DIRECTION
Leaving out all images, write out the records that follow exactly.

DATA RECORDS

************

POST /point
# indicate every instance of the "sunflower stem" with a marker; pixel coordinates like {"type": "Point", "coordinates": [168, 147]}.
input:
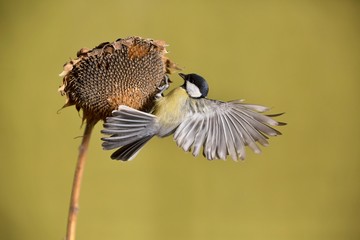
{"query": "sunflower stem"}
{"type": "Point", "coordinates": [75, 193]}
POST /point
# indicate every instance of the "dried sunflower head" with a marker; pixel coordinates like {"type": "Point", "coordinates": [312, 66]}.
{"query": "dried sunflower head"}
{"type": "Point", "coordinates": [128, 72]}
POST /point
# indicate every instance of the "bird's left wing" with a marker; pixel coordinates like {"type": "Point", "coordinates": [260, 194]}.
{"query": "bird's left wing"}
{"type": "Point", "coordinates": [225, 128]}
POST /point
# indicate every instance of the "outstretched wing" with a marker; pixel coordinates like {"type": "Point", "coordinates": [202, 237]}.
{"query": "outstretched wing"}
{"type": "Point", "coordinates": [225, 128]}
{"type": "Point", "coordinates": [129, 130]}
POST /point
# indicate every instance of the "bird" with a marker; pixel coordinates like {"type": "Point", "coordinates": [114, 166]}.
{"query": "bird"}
{"type": "Point", "coordinates": [220, 128]}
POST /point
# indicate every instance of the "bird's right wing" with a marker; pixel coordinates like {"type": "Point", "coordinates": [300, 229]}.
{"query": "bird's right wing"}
{"type": "Point", "coordinates": [225, 128]}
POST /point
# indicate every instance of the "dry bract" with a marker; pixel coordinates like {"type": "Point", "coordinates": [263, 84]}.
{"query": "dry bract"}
{"type": "Point", "coordinates": [128, 71]}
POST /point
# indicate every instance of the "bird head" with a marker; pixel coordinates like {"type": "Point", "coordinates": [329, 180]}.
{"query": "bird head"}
{"type": "Point", "coordinates": [195, 85]}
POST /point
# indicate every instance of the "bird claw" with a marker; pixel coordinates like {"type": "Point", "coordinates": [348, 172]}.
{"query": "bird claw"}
{"type": "Point", "coordinates": [163, 87]}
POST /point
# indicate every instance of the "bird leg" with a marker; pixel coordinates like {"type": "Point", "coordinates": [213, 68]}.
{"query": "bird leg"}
{"type": "Point", "coordinates": [163, 87]}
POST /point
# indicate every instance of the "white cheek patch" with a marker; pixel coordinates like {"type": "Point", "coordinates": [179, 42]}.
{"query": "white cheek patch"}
{"type": "Point", "coordinates": [192, 90]}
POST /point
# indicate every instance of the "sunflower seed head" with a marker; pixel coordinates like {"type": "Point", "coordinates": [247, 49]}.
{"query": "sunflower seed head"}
{"type": "Point", "coordinates": [128, 72]}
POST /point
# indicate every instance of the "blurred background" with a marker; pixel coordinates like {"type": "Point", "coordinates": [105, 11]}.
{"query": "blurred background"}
{"type": "Point", "coordinates": [299, 57]}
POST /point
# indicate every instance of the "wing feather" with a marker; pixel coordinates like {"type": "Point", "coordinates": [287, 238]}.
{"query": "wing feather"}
{"type": "Point", "coordinates": [225, 128]}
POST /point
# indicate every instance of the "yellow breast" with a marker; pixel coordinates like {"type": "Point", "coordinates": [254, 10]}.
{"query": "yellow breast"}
{"type": "Point", "coordinates": [170, 109]}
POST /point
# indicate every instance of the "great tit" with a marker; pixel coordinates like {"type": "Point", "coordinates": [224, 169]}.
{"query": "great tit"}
{"type": "Point", "coordinates": [220, 128]}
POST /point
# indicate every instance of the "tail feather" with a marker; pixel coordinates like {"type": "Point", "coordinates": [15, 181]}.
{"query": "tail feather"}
{"type": "Point", "coordinates": [129, 152]}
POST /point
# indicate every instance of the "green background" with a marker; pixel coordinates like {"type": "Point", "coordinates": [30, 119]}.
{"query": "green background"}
{"type": "Point", "coordinates": [299, 57]}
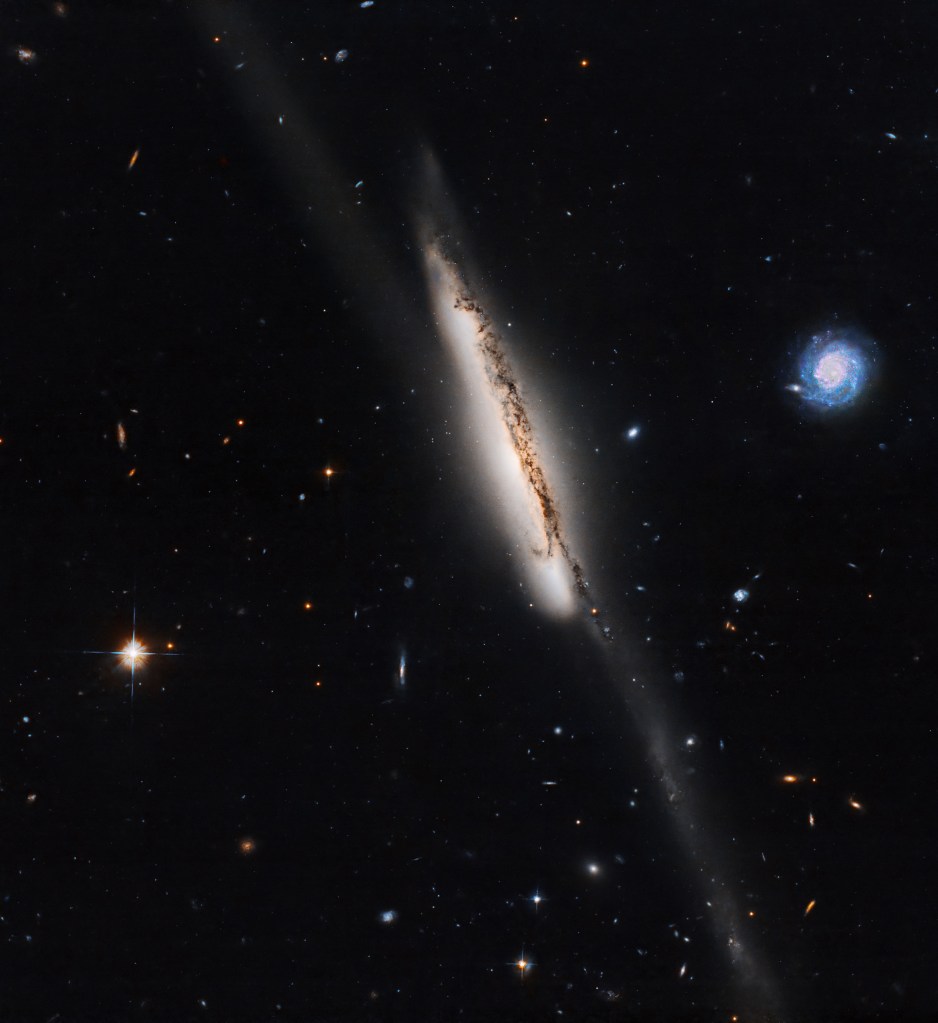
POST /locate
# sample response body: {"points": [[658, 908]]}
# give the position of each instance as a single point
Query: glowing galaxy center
{"points": [[834, 370]]}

************

ANSWER
POST /point
# indicate every instance of the "sunflower stem" with a marker; pixel coordinates like {"type": "Point", "coordinates": [168, 147]}.
input:
{"query": "sunflower stem"}
{"type": "Point", "coordinates": [75, 193]}
POST /point
# indicate every instance of the "dried sunflower head" with a marker; pixel coordinates like {"type": "Point", "coordinates": [312, 66]}.
{"query": "dried sunflower head"}
{"type": "Point", "coordinates": [128, 72]}
POST /point
# indicate every instance of the "bird's left wing" with a marker; pixel coordinates like {"type": "Point", "coordinates": [260, 194]}.
{"query": "bird's left wing"}
{"type": "Point", "coordinates": [225, 128]}
POST /point
# indicate every instance of the "outstretched wing" with a marker; pixel coordinates like {"type": "Point", "coordinates": [202, 237]}.
{"query": "outstretched wing"}
{"type": "Point", "coordinates": [225, 128]}
{"type": "Point", "coordinates": [129, 130]}
POST /point
# indicate every instance of the "bird" with a marker; pixel coordinates like {"type": "Point", "coordinates": [114, 166]}.
{"query": "bird"}
{"type": "Point", "coordinates": [220, 128]}
POST /point
# indicate every instance of the "bird's right wing" with a marker; pixel coordinates like {"type": "Point", "coordinates": [300, 229]}.
{"query": "bird's right wing"}
{"type": "Point", "coordinates": [225, 128]}
POST /point
# indicate every instance of the "dry bract" with a marker; pixel coordinates like {"type": "Point", "coordinates": [263, 84]}.
{"query": "dry bract"}
{"type": "Point", "coordinates": [128, 71]}
POST /point
# indicate every instance of the "bird head" with a marker; pixel coordinates like {"type": "Point", "coordinates": [329, 180]}.
{"query": "bird head"}
{"type": "Point", "coordinates": [195, 85]}
POST /point
# indicate every instance of the "bird claw" with a marker; pixel coordinates like {"type": "Point", "coordinates": [348, 172]}.
{"query": "bird claw"}
{"type": "Point", "coordinates": [163, 87]}
POST /point
# indicate every instance of the "bird leg" with a marker; pixel coordinates like {"type": "Point", "coordinates": [213, 68]}.
{"query": "bird leg"}
{"type": "Point", "coordinates": [163, 87]}
POST /point
# indicate every instance of the "white cheek patch" with a marker; pixel coordinates like {"type": "Point", "coordinates": [179, 42]}.
{"query": "white cheek patch"}
{"type": "Point", "coordinates": [192, 90]}
POST /point
# indicate every instance of the "sunflower seed head" with a marker; pixel coordinates like {"type": "Point", "coordinates": [247, 49]}.
{"query": "sunflower seed head"}
{"type": "Point", "coordinates": [128, 72]}
POST /point
# indicate every instance of the "blurred background" with a marker; pixel coordinates like {"type": "Point", "coordinates": [105, 11]}.
{"query": "blurred background"}
{"type": "Point", "coordinates": [299, 57]}
POST /point
# indicate every instance of the "wing feather" with a marker; pixel coordinates like {"type": "Point", "coordinates": [287, 238]}.
{"query": "wing feather"}
{"type": "Point", "coordinates": [225, 128]}
POST /point
# indicate every instance of the "yellow breast" with a marker; pixel coordinates like {"type": "Point", "coordinates": [254, 10]}.
{"query": "yellow breast"}
{"type": "Point", "coordinates": [170, 109]}
POST /point
# indicate every instance of the "great tit" with a marker; pixel coordinates like {"type": "Point", "coordinates": [224, 169]}.
{"query": "great tit"}
{"type": "Point", "coordinates": [220, 128]}
POST /point
# indicate every instance of the "tail feather" with a marker; pixel coordinates like {"type": "Point", "coordinates": [15, 181]}.
{"query": "tail feather"}
{"type": "Point", "coordinates": [129, 152]}
POST /point
# indicate every instance of the "green background" with a marker; pixel coordinates like {"type": "Point", "coordinates": [30, 119]}.
{"query": "green background"}
{"type": "Point", "coordinates": [299, 57]}
POST /locate
# sample response body: {"points": [[658, 908]]}
# give the position of each instance as a single point
Query: glowing galaxy center
{"points": [[834, 370]]}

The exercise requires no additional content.